• Given instruction: Retype the records below without changes, from the line containing "Field-scouting request: tag every instance of the red" through the final line of the records, both ends included.
◆ ◆ ◆ ◆ ◆
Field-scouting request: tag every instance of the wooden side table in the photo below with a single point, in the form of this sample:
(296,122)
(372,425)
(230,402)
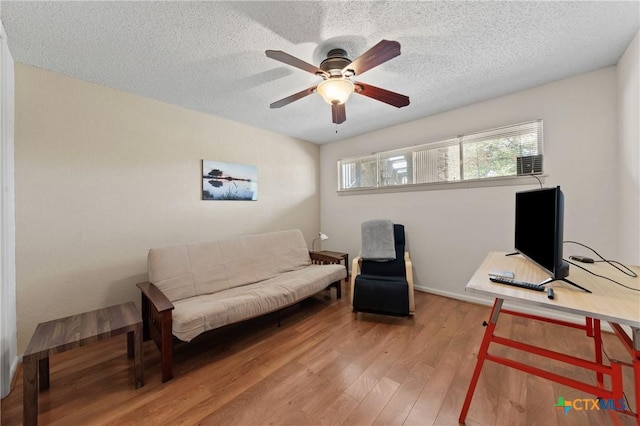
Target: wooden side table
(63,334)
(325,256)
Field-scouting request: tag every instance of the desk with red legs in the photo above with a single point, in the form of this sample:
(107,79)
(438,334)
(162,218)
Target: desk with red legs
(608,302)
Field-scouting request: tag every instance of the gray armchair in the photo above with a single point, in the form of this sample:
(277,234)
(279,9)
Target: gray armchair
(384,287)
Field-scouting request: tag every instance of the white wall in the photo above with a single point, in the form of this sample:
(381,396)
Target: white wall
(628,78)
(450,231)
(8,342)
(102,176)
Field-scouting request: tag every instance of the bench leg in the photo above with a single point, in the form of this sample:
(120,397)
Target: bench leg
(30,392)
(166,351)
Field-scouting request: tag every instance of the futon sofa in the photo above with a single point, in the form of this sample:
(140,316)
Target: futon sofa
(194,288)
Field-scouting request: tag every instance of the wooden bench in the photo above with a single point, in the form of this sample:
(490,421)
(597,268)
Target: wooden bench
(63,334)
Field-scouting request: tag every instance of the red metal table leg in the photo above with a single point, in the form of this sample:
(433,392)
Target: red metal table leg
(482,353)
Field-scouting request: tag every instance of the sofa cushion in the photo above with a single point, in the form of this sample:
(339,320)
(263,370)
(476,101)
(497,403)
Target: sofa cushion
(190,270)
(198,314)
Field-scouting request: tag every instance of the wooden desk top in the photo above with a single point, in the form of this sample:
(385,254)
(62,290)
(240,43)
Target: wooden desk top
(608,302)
◆ ◆ ◆ ◆ ◆
• Solution for this exercise:
Field-scouting request: tag every instance of the red metal table leg in the photo above with a single point, in the form of this sample:
(433,392)
Target: red metal table leg
(482,353)
Field-scouting request: tag every instance of the sofa cushion in the photo above with a single point, in the form of this sample:
(339,320)
(263,370)
(476,101)
(497,403)
Target: sofa cushion
(190,270)
(198,314)
Field-scouting request: tag every instance of the wooden desk top in the photo above with a single point, in the form of this sample:
(385,254)
(62,290)
(240,43)
Target: wooden desk top
(608,302)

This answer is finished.